EXERCISE
Task for the records below: count the lines that contain the word "lamp" and give only that number.

DATA RECORDS
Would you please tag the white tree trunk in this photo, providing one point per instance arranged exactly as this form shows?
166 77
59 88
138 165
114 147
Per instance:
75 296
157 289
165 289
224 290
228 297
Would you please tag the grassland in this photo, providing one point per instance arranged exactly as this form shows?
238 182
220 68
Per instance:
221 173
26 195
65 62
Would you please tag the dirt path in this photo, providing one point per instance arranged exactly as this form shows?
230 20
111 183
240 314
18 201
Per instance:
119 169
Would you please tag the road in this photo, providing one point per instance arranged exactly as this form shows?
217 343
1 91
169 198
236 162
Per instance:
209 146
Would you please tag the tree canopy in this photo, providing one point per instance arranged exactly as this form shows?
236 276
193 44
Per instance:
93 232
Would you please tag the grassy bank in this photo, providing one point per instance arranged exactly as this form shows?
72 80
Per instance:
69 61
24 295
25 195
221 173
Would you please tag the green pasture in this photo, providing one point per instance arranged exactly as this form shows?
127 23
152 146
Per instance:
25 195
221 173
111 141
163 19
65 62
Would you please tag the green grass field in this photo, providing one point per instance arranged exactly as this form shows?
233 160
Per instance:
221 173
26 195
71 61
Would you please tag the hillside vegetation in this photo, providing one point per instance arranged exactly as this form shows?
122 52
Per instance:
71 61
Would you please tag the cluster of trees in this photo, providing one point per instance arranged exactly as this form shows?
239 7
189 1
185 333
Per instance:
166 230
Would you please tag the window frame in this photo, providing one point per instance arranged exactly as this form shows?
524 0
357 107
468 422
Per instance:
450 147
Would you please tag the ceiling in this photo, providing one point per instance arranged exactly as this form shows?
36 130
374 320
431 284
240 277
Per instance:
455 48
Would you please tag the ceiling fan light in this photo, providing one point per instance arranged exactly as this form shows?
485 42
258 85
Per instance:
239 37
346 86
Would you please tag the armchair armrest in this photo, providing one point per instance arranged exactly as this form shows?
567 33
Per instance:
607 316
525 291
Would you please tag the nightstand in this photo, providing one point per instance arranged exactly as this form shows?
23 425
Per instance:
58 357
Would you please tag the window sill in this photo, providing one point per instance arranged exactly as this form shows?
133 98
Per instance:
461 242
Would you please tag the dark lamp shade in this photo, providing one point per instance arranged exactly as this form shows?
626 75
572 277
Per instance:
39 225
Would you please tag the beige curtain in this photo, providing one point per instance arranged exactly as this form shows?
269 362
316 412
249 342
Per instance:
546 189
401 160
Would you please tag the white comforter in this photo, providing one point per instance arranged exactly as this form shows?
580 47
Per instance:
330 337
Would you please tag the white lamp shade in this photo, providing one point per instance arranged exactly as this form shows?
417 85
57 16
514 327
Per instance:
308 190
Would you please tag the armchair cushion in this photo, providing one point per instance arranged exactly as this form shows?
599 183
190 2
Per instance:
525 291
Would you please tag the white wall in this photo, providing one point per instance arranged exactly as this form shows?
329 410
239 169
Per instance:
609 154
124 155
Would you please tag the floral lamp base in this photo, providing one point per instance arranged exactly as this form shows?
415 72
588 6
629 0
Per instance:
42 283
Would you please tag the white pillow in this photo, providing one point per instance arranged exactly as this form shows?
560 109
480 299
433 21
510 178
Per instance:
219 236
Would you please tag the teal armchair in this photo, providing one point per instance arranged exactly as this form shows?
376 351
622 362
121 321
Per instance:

TASK RESULT
3